▶ **Work item**:
The expected answer is every line of the material, reproduced exactly.
+++ Exercise material +++
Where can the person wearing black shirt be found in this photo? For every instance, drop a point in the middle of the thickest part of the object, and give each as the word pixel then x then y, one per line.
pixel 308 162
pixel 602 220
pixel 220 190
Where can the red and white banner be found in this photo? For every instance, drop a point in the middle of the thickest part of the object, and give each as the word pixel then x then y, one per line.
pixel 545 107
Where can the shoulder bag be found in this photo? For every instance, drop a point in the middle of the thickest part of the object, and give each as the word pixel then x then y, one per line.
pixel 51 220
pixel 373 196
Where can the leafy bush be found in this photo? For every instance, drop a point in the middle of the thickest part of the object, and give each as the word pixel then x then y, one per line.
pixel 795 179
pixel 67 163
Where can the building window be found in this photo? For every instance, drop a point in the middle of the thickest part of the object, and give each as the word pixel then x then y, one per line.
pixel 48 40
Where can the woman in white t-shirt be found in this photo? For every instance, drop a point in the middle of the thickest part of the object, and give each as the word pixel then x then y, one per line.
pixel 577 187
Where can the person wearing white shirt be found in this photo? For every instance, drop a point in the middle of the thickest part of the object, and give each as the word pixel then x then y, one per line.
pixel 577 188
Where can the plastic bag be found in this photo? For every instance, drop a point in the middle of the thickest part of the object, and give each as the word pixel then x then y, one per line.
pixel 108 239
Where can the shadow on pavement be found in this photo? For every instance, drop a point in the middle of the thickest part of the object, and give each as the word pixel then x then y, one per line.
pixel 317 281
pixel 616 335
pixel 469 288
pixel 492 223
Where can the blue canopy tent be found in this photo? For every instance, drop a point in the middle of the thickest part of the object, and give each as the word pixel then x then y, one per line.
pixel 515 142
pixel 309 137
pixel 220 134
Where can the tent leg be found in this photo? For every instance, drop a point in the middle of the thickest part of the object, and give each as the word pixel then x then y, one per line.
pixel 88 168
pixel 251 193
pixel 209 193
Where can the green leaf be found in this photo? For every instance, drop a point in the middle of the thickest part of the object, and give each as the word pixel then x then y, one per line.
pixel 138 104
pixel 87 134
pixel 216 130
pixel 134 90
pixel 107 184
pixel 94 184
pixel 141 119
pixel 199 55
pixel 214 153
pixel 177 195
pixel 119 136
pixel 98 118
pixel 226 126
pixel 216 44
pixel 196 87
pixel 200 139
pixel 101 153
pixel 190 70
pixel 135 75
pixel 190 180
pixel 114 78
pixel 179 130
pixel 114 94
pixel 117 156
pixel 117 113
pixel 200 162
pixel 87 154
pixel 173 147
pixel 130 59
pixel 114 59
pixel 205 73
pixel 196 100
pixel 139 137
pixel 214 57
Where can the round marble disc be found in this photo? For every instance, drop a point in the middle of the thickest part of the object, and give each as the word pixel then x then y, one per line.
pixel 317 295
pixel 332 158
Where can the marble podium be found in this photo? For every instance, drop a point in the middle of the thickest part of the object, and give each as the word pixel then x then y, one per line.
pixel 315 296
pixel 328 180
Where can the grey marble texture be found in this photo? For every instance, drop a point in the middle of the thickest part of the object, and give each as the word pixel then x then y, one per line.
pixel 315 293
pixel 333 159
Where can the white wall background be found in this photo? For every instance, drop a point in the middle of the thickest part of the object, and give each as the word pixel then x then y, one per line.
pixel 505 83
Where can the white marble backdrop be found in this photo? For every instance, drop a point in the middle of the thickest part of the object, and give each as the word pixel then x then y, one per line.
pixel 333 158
+++
▶ **Task response**:
Where can the person wearing black shirt be found in this photo? For every instance, drop a point in the middle of the thickest part of the object, and give each as the word pixel then x then y, one per line.
pixel 308 162
pixel 602 220
pixel 220 190
Where can the red and white banner be found in this photo? For every instance, drop a point in the middle of the thickest part of the object, and give each as the word pixel then x then y, one per line.
pixel 545 107
Where can the shoulder bag be found in this photo? For every instance, drop a point in the middle of the thickest part of the object, and give each as the word pixel then x then y, one per line.
pixel 51 220
pixel 373 196
Where can the leafy bush be found in this photo? For every instance, drop a point in the middle of the thickest part of the object, and give each as the word pixel then x then y, one per line.
pixel 795 179
pixel 67 163
Where can the building window be found in this photo? For every instance, drop a point in the middle of the thickest part of the object, and give each as the word pixel then x then y, one per line.
pixel 48 40
Where can the woman in white t-shirt be found in this photo? For every instance, drop a point in the middle of the thickest part of the object, and give each as the word pixel then x then y, one per line.
pixel 577 187
Where can the person wearing white shirt be found in this photo? For every instance, drop a point in the middle of the thickest part of the object, and give each as the word pixel then x then y, one per line.
pixel 577 188
Where can the plastic bag be found in this photo? For every instance, drop a point in the middle of the thickest part of the object, and give each as the word pixel then x then y, one per line.
pixel 108 239
Where can the shadow on pavement be found in this photo? For every instance, drop a point in the middle of the thickest part of the object, and give each as the word pixel then x then y, one per line.
pixel 317 281
pixel 616 335
pixel 469 288
pixel 492 223
Where can the blue canopy tent be found in this photo? For every instance, drop a point in the middle of the thickest part of the object, and give each as the word pixel then x then y, one per line.
pixel 515 142
pixel 309 137
pixel 220 134
Where can the tent leg be found in this photo? For every instance, drop a point in the middle of the thickest part of the object, and give each as the word pixel then x then y, one per line.
pixel 88 168
pixel 251 193
pixel 209 193
Where can the green leaf be found in this photo? For every instance, drop a point in the middle of the thickest part of the object, and give each as the word pixel then x then y, one per line.
pixel 138 104
pixel 87 134
pixel 216 130
pixel 134 90
pixel 107 184
pixel 94 184
pixel 141 119
pixel 199 55
pixel 214 153
pixel 177 195
pixel 119 136
pixel 98 118
pixel 226 126
pixel 216 44
pixel 196 87
pixel 200 139
pixel 101 153
pixel 190 70
pixel 135 75
pixel 190 180
pixel 114 78
pixel 179 130
pixel 114 94
pixel 117 156
pixel 117 113
pixel 200 162
pixel 87 154
pixel 173 147
pixel 130 59
pixel 114 59
pixel 205 73
pixel 196 100
pixel 139 137
pixel 214 57
Where can the round marble disc be found in this photo? For every instance, drop a point in the middle of the thickest part of the object, and give each as the word pixel then x then y, one per line.
pixel 317 295
pixel 332 158
Where can the marble podium be found in this photo? For every instance, drop a point in the middle of the thickest part of the object, and give each as the word pixel then x then y, one per line.
pixel 315 296
pixel 328 180
Where can the grey marble texture be found in this photo? For every instance, drop a point in the middle of the thickest part of the object, and give each as the word pixel then x then y, one per line.
pixel 315 293
pixel 333 159
Where can the white wall background be found in this photo? For every instance, drop a point in the middle of the thickest part of the object, and give each as the word pixel then x then y, one per line.
pixel 505 83
Where can the white marble backdrop be found in this photo? For every instance, drop a point in the middle of the thickest part of the object, and give each as the word pixel then x then y, one per line.
pixel 333 158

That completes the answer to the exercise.